---------- Data records ----------
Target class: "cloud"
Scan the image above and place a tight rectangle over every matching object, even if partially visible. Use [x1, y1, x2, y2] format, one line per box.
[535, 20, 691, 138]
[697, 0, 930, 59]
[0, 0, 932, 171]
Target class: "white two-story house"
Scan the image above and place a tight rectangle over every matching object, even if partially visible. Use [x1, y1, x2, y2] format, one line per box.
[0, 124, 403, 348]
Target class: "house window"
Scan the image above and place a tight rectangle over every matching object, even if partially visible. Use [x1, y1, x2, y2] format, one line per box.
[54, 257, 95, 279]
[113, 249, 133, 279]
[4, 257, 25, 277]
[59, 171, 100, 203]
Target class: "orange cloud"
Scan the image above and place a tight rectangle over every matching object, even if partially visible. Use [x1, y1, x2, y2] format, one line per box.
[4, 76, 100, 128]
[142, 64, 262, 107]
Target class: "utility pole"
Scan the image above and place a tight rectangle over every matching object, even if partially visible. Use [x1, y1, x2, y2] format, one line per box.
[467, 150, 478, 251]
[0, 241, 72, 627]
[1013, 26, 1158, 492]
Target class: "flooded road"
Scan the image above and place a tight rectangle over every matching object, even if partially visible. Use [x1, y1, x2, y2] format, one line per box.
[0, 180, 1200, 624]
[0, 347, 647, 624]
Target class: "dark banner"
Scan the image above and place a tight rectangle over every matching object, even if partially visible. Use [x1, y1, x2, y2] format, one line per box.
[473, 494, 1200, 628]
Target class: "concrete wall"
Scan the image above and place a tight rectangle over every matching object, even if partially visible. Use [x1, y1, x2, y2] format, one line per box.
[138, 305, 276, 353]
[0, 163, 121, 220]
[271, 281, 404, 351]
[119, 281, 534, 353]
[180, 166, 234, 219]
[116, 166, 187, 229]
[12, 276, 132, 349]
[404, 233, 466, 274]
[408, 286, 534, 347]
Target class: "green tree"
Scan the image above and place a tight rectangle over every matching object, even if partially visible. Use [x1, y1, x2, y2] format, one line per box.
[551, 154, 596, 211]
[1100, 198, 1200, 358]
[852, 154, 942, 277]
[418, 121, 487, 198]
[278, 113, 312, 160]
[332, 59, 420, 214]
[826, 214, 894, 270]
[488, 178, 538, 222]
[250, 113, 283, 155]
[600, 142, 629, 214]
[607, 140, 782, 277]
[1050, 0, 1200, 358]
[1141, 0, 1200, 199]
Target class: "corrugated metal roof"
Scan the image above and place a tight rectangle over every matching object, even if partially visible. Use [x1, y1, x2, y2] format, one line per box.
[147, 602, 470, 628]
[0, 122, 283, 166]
----------
Rewrite the material above with every "tight rectangle" changed to "bounding box", keeping everything else the same.

# Exercise answer:
Target class: "cloud"
Scan the image above and place a bounding box over every matching object, even if partially visible. Use [x1, y1, x2, y2] format, one line per box.
[535, 20, 691, 138]
[697, 0, 930, 59]
[0, 0, 932, 171]
Target class: "white two-story house"
Scan the image above and place a bounding box over every matching object, even if partially visible. Use [x1, y1, x2, y2] format, one line per box.
[0, 124, 403, 348]
Target class: "house window"
Scan the image above and place a bounding box over every matching object, even if partially visible. Use [x1, y1, x2, y2] format, one line per box.
[54, 257, 95, 279]
[113, 249, 133, 279]
[4, 257, 25, 277]
[59, 171, 100, 203]
Target class: "orange cloud"
Scan the image above and place a bounding box over every matching object, even if partially visible. Use [x1, y1, x2, y2] format, one line per box.
[4, 76, 100, 128]
[142, 64, 262, 107]
Target class: "utility pole"
Scan the image above and place a bounding box over every matching object, even if partially visible. Use [x1, y1, x2, y2] format, one line per box.
[467, 150, 478, 251]
[0, 241, 72, 627]
[1013, 26, 1158, 492]
Target class: "flooded road"
Scan the image above and place a bounding box over every matching object, even if partially visible. Use [x1, y1, x2, y2] format, one line per box.
[0, 180, 1200, 624]
[0, 347, 647, 624]
Target class: "dark banner"
Scan the image above and place a bounding box over every matching object, even if partially visible. Use [x1, y1, x2, y2] format, one line per box.
[473, 494, 1200, 628]
Target class: "concrete wall"
Scan the image above and place a bounding box over every matching object, even if partially visible. Use [x1, y1, x2, y2] format, one line per box.
[138, 305, 276, 353]
[0, 163, 121, 220]
[271, 281, 404, 351]
[119, 281, 534, 353]
[180, 166, 234, 219]
[116, 166, 187, 229]
[12, 276, 132, 349]
[404, 233, 466, 274]
[408, 286, 534, 347]
Target class: "green tree"
Scan the image above and place a bounding box over every matching object, even if partially visible. Use [x1, y1, x2, y2] format, one line per box.
[551, 154, 596, 211]
[1100, 198, 1200, 358]
[852, 154, 942, 277]
[418, 121, 487, 198]
[278, 113, 312, 160]
[332, 59, 420, 214]
[826, 214, 894, 270]
[488, 178, 538, 222]
[250, 113, 283, 155]
[600, 142, 629, 214]
[607, 140, 782, 277]
[1050, 0, 1200, 358]
[1141, 0, 1200, 199]
Target class: "corrugated metal roof"
Scan the image above and place a bounding box over every matching object, even if partially visible. Use [x1, y1, x2, y2] format, one line per box.
[147, 602, 470, 628]
[0, 122, 283, 166]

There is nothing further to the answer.